Stated exercise =>
Copy out the following lines word for word, starting at the line that contains "Target: pool lift seat" and ending after the line that contains "(1312, 594)". Include both of those lines.
* START Items *
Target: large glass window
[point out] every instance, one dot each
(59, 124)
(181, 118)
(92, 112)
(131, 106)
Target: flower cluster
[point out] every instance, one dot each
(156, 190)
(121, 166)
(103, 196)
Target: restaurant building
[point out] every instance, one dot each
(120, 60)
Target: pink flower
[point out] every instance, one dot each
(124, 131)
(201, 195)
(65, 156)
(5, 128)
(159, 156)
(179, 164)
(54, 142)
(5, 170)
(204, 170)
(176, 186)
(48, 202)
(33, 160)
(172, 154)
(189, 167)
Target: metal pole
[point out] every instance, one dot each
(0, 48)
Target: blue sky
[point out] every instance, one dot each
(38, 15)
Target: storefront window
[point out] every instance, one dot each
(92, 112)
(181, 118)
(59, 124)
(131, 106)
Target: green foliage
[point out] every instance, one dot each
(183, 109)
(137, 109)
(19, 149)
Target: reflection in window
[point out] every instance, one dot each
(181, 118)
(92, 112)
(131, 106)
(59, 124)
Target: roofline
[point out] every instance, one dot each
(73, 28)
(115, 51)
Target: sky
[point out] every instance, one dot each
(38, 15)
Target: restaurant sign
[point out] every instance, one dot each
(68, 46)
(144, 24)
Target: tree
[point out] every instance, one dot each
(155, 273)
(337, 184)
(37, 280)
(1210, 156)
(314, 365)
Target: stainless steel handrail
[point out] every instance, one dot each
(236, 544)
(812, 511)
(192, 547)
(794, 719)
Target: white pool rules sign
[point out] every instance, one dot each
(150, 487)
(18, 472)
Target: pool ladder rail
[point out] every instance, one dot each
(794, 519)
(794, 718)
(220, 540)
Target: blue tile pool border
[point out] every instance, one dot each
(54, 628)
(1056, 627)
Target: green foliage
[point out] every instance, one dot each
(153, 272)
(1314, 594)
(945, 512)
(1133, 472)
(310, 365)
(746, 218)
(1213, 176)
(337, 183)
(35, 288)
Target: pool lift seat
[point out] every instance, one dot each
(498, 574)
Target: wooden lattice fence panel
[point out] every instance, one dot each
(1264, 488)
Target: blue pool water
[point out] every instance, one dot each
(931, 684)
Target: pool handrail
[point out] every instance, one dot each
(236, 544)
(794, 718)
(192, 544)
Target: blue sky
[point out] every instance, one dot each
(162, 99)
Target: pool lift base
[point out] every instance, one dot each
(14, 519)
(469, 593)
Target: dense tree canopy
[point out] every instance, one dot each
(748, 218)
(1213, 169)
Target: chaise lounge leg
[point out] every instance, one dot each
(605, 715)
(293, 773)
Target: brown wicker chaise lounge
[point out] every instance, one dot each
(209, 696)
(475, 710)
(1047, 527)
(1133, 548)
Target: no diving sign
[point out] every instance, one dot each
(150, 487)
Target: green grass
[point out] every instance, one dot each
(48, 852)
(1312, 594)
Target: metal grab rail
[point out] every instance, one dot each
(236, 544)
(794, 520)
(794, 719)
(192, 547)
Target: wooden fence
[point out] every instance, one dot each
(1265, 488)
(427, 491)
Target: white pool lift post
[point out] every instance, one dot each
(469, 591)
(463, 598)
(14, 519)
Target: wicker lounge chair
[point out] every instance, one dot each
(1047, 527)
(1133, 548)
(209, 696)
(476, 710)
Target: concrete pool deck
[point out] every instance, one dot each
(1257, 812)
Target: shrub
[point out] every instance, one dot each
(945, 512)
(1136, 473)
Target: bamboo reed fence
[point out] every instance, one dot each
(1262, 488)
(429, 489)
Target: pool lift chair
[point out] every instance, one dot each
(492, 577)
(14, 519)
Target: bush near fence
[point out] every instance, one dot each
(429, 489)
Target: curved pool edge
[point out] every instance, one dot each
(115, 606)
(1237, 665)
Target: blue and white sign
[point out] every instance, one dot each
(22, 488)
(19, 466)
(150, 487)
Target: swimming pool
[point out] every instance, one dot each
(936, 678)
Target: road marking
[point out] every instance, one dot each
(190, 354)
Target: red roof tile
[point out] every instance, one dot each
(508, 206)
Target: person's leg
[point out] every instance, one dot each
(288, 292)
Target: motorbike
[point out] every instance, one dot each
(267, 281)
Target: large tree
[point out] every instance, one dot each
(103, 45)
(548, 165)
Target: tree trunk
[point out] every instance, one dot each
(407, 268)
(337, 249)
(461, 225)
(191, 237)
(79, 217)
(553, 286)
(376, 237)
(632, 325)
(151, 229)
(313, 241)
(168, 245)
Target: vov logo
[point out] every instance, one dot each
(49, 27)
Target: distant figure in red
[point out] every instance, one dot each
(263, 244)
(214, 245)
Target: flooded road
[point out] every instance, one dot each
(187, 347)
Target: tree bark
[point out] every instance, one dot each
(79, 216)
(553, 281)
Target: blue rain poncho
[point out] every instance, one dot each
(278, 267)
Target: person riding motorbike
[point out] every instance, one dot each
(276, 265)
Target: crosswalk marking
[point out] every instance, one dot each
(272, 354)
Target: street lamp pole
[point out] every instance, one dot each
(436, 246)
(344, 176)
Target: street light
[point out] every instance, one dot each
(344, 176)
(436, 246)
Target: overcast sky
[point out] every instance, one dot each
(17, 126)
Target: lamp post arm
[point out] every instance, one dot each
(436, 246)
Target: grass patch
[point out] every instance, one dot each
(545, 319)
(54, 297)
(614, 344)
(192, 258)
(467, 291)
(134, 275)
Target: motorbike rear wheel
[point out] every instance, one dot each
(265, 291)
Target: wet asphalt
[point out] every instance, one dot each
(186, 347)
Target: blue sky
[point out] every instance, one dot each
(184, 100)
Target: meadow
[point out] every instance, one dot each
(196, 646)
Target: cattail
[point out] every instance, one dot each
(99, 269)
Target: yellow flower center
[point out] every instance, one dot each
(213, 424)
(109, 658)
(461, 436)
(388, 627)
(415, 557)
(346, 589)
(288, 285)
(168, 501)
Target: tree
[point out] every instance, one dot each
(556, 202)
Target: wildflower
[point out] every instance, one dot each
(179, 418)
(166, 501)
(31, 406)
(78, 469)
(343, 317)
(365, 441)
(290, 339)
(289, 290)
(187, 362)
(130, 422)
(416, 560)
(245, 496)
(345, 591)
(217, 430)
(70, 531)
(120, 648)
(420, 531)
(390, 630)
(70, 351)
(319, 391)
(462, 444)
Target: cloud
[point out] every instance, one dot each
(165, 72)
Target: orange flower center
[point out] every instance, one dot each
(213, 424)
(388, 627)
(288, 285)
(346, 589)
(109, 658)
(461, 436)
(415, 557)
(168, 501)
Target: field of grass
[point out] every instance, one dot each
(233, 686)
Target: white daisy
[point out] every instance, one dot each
* END Items *
Response for this exercise =>
Target: pool lift seat
[point out] every instance, one dot each
(498, 574)
Target: wooden lattice fence panel
[point out] every instance, one dot each
(1264, 488)
Target: blue pool water
[point out] every instance, one dot each
(931, 684)
Target: pool handrail
[point out] every instance, one dot each
(236, 544)
(794, 718)
(192, 544)
Target: blue sky
[point out] every instance, one dot each
(162, 99)
Target: pool lift base
[point out] every instance, one dot each
(14, 519)
(469, 593)
Target: dense tree canopy
[point out] every instance, one dot each
(748, 218)
(1213, 169)
Target: chaise lounge leg
[point out] every instance, one dot each
(605, 715)
(293, 773)
Target: brown wicker chaise lounge
[point out] every instance, one dot each
(209, 696)
(475, 710)
(1047, 527)
(1133, 548)
Target: no diving sign
[point out] every instance, one dot each
(150, 487)
Target: green grass
[point out] every instance, one dot each
(48, 852)
(1312, 594)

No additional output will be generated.